_WORK INSTRUCTIONS_
Reproduce every line of the records from the start through the line containing "(1022, 414)", inclusive, and leave the requests unchanged. In the answers, multiply each coordinate by 2.15 and round it to the nearest whole number, with halves rounded up, giving only those lines.

━━━━━ EXCERPTED RECORDS ━━━━━

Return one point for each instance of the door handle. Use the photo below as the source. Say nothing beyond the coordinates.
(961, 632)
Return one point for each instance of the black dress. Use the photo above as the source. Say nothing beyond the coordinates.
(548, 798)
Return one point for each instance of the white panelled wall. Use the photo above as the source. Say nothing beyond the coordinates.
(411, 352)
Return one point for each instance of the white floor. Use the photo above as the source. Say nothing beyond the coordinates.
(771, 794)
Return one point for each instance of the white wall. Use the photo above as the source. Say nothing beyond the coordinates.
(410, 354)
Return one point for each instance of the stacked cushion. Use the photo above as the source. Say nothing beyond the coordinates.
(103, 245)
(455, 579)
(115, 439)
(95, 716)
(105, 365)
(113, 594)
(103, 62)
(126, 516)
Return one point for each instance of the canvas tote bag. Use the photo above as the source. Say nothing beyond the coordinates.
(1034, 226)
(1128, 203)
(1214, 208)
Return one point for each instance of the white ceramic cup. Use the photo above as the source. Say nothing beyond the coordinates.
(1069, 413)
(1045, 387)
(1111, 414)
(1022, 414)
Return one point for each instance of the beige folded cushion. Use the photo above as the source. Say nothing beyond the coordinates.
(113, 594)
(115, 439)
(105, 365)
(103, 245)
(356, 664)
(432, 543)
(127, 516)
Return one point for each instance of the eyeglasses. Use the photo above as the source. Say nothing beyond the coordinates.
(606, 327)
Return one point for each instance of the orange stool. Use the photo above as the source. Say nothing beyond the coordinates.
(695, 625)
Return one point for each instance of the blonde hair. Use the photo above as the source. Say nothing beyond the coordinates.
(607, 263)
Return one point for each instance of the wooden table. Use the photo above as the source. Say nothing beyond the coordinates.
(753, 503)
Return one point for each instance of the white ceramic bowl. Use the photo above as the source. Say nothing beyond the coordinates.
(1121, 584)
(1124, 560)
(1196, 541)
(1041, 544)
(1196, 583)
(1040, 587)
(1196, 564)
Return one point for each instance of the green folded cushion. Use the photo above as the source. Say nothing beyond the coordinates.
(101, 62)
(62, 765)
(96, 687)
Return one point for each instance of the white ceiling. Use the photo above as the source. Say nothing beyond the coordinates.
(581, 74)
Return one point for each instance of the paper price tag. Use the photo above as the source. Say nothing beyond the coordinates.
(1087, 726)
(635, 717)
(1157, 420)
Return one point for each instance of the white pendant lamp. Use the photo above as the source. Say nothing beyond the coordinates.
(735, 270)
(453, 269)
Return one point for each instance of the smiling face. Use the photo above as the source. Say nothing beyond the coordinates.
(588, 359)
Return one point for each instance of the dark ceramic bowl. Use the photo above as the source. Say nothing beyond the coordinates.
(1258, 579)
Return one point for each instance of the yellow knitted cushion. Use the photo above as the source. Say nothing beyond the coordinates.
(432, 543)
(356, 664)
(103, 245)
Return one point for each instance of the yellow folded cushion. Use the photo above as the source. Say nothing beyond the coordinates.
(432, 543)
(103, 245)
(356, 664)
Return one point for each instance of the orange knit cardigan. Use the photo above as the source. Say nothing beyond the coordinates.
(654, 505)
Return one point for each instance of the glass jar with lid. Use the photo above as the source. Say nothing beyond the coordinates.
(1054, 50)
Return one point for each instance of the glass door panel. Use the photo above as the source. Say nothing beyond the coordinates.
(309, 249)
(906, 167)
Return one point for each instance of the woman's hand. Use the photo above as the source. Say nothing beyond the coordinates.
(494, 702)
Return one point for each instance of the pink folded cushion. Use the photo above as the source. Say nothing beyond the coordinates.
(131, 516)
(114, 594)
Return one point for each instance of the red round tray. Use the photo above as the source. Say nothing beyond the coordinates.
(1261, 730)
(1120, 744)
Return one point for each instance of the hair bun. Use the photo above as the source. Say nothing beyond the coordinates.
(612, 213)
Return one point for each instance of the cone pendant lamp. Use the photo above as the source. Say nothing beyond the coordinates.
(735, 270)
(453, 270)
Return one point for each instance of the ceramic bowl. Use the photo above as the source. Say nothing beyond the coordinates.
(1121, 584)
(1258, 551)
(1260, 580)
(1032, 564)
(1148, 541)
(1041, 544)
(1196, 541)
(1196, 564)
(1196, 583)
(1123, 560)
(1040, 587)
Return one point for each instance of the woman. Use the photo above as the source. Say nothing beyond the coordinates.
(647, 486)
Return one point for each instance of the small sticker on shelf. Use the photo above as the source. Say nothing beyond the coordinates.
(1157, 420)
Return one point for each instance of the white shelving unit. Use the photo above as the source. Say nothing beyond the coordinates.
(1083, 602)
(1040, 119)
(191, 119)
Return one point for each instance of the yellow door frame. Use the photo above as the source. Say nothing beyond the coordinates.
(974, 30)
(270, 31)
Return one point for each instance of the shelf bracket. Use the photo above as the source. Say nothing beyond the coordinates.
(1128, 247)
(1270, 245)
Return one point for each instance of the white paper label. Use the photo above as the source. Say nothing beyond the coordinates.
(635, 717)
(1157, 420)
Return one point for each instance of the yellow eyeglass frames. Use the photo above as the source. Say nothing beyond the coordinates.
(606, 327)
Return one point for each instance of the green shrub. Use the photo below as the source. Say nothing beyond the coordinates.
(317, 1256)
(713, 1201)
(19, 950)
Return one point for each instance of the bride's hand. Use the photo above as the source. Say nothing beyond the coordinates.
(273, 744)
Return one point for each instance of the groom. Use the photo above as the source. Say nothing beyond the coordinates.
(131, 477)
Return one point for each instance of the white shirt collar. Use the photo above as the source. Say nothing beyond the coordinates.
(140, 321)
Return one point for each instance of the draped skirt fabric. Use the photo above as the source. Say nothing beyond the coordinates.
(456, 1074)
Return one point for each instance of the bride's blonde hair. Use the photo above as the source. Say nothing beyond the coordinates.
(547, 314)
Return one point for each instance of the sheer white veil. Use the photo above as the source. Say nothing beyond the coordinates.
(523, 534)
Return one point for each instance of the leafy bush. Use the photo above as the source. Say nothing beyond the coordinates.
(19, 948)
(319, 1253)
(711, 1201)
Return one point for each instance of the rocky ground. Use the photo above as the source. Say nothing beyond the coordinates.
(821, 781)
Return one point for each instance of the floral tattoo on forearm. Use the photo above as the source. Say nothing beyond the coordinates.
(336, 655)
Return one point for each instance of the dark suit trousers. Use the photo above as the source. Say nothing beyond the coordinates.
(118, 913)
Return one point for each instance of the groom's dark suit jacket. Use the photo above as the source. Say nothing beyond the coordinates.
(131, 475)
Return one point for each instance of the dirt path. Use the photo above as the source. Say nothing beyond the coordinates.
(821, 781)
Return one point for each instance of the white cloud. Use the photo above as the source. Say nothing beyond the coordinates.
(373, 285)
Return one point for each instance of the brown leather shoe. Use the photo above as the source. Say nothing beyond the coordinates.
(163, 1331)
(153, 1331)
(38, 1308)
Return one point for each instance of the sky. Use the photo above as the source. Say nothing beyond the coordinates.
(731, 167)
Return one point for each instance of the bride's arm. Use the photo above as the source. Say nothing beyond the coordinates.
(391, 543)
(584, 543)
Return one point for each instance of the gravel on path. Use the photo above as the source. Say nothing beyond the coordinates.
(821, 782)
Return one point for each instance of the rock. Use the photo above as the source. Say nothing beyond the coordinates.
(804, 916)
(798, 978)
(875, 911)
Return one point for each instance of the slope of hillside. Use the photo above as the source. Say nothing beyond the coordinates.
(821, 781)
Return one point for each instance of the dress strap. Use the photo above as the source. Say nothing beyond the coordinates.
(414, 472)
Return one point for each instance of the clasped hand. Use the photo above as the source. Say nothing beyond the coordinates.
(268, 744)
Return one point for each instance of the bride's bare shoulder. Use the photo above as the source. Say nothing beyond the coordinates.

━━━━━

_CORRECT ANSWER_
Return one point for each instance of the door handle. Use the photo below as the source. Say nothing beyond the coordinates.
(2066, 1359)
Return one point for each instance of the black dress. Use the photo above as the source. Say nothing beyond the coordinates.
(1178, 1716)
Return one point for each instance of the white panelled wall. Use the photo above as the source. Say nothing beyond the coordinates.
(884, 757)
Return one point for each instance of the white floor. Use the photo above as the source. Say nothing beyond the coordinates.
(1658, 1707)
Return one point for each instance of the white wall. Use the photo above as the source. Say nothing beyond the coordinates.
(882, 761)
Return one point for each instance of the stacked cushion. Use the photo above as the source. Say nothing beyond the coordinates.
(221, 527)
(978, 1245)
(247, 944)
(204, 1539)
(226, 785)
(243, 1277)
(221, 133)
(271, 1109)
Return one point for each instance of the canvas tote bag. Use the photo above as the source. Say nothing beyond the coordinates.
(2223, 486)
(2425, 436)
(2610, 447)
Return one point for each instance of the white ceramic cup. Use the photo above as the source. Say nothing beyond the coordinates.
(2298, 888)
(2247, 832)
(2389, 890)
(2197, 890)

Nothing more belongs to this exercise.